[Dataset excerpt]

— BEGIN —

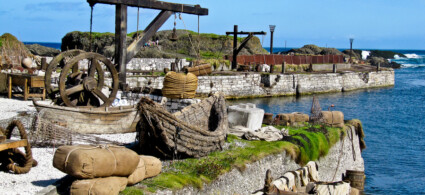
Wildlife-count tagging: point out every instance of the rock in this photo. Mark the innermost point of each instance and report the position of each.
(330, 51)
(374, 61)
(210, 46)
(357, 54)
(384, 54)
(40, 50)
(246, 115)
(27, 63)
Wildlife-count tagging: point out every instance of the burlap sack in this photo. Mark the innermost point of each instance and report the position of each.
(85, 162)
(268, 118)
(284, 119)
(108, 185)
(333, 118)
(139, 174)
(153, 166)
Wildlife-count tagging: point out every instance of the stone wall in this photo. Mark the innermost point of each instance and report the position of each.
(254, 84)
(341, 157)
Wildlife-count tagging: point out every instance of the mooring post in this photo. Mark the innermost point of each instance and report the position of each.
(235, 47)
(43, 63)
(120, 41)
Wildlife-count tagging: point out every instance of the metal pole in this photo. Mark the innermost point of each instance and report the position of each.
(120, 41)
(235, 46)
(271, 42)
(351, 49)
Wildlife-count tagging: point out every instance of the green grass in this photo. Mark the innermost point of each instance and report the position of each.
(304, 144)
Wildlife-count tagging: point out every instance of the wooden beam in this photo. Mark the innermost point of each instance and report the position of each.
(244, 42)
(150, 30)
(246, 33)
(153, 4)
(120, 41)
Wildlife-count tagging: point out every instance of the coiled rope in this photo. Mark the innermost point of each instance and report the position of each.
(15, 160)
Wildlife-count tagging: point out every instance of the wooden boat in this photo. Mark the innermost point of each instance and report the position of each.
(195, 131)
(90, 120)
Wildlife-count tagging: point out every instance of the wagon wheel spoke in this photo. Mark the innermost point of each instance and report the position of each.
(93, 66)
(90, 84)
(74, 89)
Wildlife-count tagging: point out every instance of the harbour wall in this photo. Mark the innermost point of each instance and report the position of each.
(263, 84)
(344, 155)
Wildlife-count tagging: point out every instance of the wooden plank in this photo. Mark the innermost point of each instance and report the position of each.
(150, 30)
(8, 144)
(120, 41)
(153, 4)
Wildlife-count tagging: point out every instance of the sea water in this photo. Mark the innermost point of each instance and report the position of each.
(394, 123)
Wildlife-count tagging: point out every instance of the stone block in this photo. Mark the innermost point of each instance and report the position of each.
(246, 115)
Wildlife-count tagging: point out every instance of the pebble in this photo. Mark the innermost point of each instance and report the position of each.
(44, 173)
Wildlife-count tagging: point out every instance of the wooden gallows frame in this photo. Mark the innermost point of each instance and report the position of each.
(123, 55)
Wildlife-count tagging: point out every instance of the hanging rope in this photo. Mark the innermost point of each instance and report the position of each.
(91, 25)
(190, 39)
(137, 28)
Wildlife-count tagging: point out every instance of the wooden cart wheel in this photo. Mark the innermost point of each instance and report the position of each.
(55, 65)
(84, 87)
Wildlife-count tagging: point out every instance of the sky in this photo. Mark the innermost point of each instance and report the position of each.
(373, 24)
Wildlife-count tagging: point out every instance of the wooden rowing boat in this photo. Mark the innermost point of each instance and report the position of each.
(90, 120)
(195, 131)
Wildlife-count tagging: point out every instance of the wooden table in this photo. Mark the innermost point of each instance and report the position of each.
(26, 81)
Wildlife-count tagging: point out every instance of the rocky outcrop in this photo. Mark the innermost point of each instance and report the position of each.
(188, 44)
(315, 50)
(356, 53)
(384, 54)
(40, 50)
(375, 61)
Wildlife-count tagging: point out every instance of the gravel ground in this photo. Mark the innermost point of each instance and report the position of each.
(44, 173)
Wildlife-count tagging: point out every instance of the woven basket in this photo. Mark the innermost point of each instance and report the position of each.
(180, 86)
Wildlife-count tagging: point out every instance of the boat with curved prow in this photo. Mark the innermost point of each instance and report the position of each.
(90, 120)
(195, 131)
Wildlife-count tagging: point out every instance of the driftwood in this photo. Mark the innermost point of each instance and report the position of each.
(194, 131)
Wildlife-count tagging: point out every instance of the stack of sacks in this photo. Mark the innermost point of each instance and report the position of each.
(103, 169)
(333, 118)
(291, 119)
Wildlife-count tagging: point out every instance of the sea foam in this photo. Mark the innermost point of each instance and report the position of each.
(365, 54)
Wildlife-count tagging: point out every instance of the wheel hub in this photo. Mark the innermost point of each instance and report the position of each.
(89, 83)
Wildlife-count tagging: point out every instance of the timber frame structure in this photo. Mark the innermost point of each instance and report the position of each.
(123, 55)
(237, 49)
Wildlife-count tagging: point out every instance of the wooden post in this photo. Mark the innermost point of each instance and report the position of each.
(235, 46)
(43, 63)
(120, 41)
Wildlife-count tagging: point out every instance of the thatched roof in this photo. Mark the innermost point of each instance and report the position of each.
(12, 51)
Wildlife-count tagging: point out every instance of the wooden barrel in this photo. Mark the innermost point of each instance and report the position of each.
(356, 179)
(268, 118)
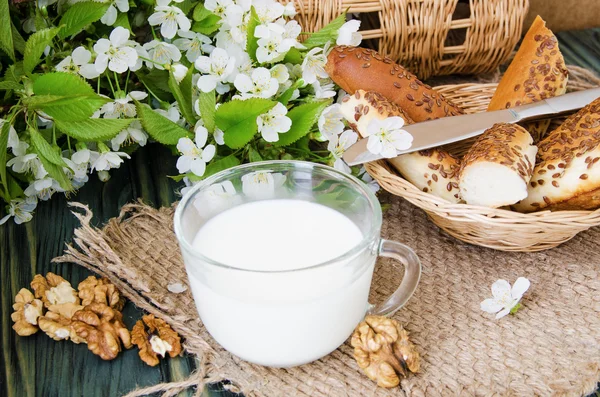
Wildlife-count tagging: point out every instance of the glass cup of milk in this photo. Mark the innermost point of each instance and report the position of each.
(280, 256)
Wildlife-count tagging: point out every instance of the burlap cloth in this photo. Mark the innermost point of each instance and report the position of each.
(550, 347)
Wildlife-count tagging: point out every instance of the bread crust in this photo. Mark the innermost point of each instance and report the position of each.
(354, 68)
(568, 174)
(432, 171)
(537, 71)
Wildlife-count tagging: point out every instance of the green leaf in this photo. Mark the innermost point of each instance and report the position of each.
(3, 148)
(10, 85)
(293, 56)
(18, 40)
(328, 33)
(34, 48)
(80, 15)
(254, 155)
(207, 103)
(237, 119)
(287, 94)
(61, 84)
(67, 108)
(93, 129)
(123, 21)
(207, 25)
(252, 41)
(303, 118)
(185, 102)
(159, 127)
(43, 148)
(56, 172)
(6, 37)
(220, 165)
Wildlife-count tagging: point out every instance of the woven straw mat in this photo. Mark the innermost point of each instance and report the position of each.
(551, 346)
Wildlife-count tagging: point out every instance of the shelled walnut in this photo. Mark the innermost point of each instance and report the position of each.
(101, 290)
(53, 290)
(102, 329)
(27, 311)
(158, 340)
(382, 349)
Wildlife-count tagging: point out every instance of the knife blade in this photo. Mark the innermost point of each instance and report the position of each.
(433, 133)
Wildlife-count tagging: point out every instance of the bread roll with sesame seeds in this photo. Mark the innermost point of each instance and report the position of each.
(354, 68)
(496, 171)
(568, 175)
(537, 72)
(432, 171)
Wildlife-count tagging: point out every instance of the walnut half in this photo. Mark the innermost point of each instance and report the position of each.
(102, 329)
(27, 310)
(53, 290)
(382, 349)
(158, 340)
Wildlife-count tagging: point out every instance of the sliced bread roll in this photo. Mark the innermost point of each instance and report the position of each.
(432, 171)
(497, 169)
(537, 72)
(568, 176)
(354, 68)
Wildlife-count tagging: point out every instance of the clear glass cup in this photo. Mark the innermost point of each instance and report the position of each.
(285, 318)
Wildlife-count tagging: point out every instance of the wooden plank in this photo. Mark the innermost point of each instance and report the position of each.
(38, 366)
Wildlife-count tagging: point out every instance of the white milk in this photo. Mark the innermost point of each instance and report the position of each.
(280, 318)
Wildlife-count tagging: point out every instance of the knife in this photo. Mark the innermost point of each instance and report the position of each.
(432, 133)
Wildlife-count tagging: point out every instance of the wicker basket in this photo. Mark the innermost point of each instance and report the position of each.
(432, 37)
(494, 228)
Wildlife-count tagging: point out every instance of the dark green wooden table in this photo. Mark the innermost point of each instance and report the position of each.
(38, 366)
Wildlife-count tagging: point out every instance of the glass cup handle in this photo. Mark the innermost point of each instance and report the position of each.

— END —

**OBJECTIVE:**
Reproduce every entry above word for word, omitting the pictures.

**RESPONSE TO THE TASK:**
Wildlife-count tagging: point out every instance of the rock in this photo. Mark the innermost point of each instance and report the position of each.
(330, 51)
(374, 61)
(210, 46)
(357, 54)
(384, 54)
(40, 50)
(246, 115)
(27, 63)
Wildlife-count tagging: point out every instance of the burlap sack in this photo. Mark the innermost point of each instance and report the position of each.
(85, 162)
(268, 118)
(284, 119)
(108, 185)
(333, 118)
(139, 174)
(153, 166)
Wildlife-count tagging: point out every instance of the stone wall in this photo. Mark the innermost point of each instance and report the position of each.
(254, 84)
(341, 157)
Wildlife-count tagging: point out every instance of the mooring post in this photo. Mark the innermost point of each instance and report the position of each.
(235, 47)
(43, 63)
(120, 41)
Wildlife-count tagging: point out every instance of the metal pole in this photo. Mark the innermost point of each instance and report the position of each.
(120, 41)
(235, 46)
(271, 42)
(351, 49)
Wildlife-count tagging: point out every instance of the green grass in this photo. Mark the innermost point of each instance and report the position of each.
(304, 144)
Wildlife-count tagging: point out every instance of the wooden beam in this photo. Mark the innermost point of each instance and report the position of each.
(244, 42)
(150, 30)
(246, 33)
(153, 4)
(120, 41)
Wildlife-count tagging: point out every instance of the coiled rope in this photo. Mark the innermost point of each instance and report the position of each.
(15, 160)
Wildlife-count tagging: point out every instance of the wooden boat in this photo. Mark the innermost point of each instance and report the position of each.
(195, 131)
(90, 120)
Wildlife-count tagging: point out every instance of the wagon wheel spoke in this photo. Mark the innermost point of each instance and report the position of each.
(93, 66)
(90, 84)
(74, 89)
Wildlife-count tagging: point out every instance of the harbour wall in this photo. Mark the innermost point of each instance and report the position of each.
(263, 84)
(344, 155)
Wildlife-count tagging: point out every instance of the wooden plank in this photo. Mark the innermost point of each instance and report the position of each.
(150, 30)
(8, 144)
(120, 41)
(153, 4)
Wildlife-count tagging: point out every instance of the sea water in this photo. Mark the innermost point of each instance and report the position of each.
(394, 123)
Wildlife-count tagging: point out every instance of the stone block in this photo. Mark the innermost point of each instance and report the position of each.
(246, 115)
Wildlife-count tagging: point out every instance of the pebble in this photo. Mark the innermost point of each instance and report the position of each.
(44, 173)
Wildlife-count tagging: point out every instance of the wooden gallows frame in this photo. Mark the innermost point of each instance and report the position of each.
(123, 55)
Wildlife-count tagging: point out every instance of the hanging rope in this photo. Mark the innermost point of each instance and report the position of each.
(91, 25)
(190, 39)
(137, 28)
Wildlife-count tagging: point out every instance of the wooden cart wheel in this photo. Mark the innermost point of each instance and report the position of each.
(55, 65)
(84, 87)
Wildlife-count tagging: point out every instance of the sky in this photo. Mark the innermost point of each instance and report the position of each.
(373, 24)
Wildlife-count tagging: point out every instance of the wooden rowing boat in this photo. Mark the innermost point of each instance and report the position of each.
(90, 120)
(195, 131)
Wildlife-count tagging: point out every instance of the wooden table in this photo. Mark the innermost point of each instance and report the position of each.
(26, 81)
Wildlife-count tagging: point out every instance of the rocky outcrop in this photo. Mark the innermost point of each instance and report the position of each.
(188, 44)
(315, 50)
(356, 53)
(384, 54)
(40, 50)
(375, 61)
Wildlife-count tagging: point out every instance of the gravel ground in this photo. Mark the innermost point of each instance and report the position of each.
(44, 173)
Wildlife-count tagging: point out every instance of the woven basket in this photo. Mark the innermost point of each instance and report the position of each.
(180, 86)
Wildlife-count tagging: point out every instance of the boat with curved prow in this photo. Mark the innermost point of each instance and report the position of each.
(90, 120)
(195, 131)
Wildlife-count tagging: point out every instance of the driftwood in this photo. Mark the innermost point of each instance and report the position of each.
(194, 131)
Wildlife-count tagging: point out every instance of the stack of sacks in this photo. Mark the innermost point of each instance and report the position of each.
(103, 169)
(333, 118)
(291, 119)
Wildlife-count tagging: point out every instance of the sea foam in this photo. Mark the innermost point of each instance and report the position of each.
(365, 54)
Wildlife-count tagging: point out every instance of the wheel hub in this photo. Mark the innermost point of each instance and report the position of each.
(89, 83)
Wildlife-count tagging: point out every instance of the timber frame structure in this photo. Mark the innermost point of each instance and report the position of each.
(123, 55)
(237, 49)
Wildlife-count tagging: point out every instance of the wooden post in this photo. Mark the innermost point of each instance and report the position of each.
(235, 46)
(43, 63)
(120, 41)
Wildlife-count tagging: point out every instance of the thatched roof in this photo. Mark the innermost point of each instance and report the position of each.
(12, 51)
Wildlife-count tagging: point out every instance of the wooden barrel in this photo. Mark the innermost point of each instance and report the position of each.
(356, 179)
(268, 118)
Wildlife-count tagging: point out every instance of the glass cup of milk in this photo. Mark the innermost point of each instance and report the position of each.
(280, 256)
Wildlife-count tagging: point out every instance of the burlap cloth in this photo. Mark the innermost point of each instance and report the position of each.
(550, 347)
Wildlife-count tagging: point out every instance of the bread crust in this photo. Mark the innermost point of each instance and report the position of each.
(354, 68)
(568, 174)
(432, 171)
(537, 71)
Wildlife-count tagging: point out every instance of the green leaf in this photo. Mark the innermost point of each instance and report the position of each.
(3, 148)
(10, 85)
(293, 56)
(18, 40)
(328, 33)
(34, 48)
(80, 15)
(254, 155)
(207, 103)
(237, 119)
(287, 94)
(61, 84)
(67, 108)
(93, 129)
(123, 21)
(207, 25)
(252, 41)
(303, 118)
(185, 102)
(159, 127)
(43, 148)
(56, 172)
(6, 37)
(220, 165)
Wildlife-count tagging: point out every instance of the woven straw mat in this photo. Mark the innermost point of each instance and report the position of each.
(551, 346)
Wildlife-count tagging: point out every instance of the shelled walnut in this photo. Mark the innermost point of each instance and report the position of each.
(101, 290)
(53, 290)
(102, 329)
(27, 311)
(158, 340)
(382, 349)
Wildlife-count tagging: point out every instance of the knife blade in this photo. Mark the innermost point of each instance and report the position of each.
(433, 133)
Wildlife-count tagging: point out every instance of the bread roll with sesame seeds in this photo. Mark the innermost point of each instance and report the position of each.
(354, 68)
(496, 171)
(568, 175)
(537, 72)
(432, 171)
Wildlife-count tagging: point out every instance of the walnut half in this photo. Mark the innermost point of each instance and report the position of each.
(102, 329)
(27, 310)
(53, 290)
(382, 349)
(158, 340)
Wildlife-count tagging: point out every instance of the sliced bread roll in this photo. Mark the innermost point of each instance and report the position of each.
(432, 171)
(497, 169)
(537, 72)
(568, 176)
(354, 68)
Wildlife-count tagging: point out every instance of the clear glass cup in this photo. Mark the innermost point of each instance and report the position of each.
(285, 318)
Wildlife-count tagging: point out every instance of the wooden plank in this photo. Mark the innermost point of each instance and report the position of each.
(38, 366)
Wildlife-count tagging: point out every instance of the white milk in this photo. Mark the innermost point of each instance and report the position of each.
(280, 318)
Wildlife-count tagging: point out every instance of the knife in this photo. Mark the innermost point of each instance and report the position of each.
(432, 133)
Wildlife-count tagging: point out every instance of the wicker basket in this photo. Mark the innermost point of each instance and report the position of each.
(432, 37)
(494, 228)
Wildlife-count tagging: point out every instance of the dark green wooden table in this photo. Mark the innermost point of each instance and report the position of each.
(38, 366)
Wildlife-count tagging: point out every instance of the glass cup handle in this photo. Mark the innermost point of each instance and report the position of each.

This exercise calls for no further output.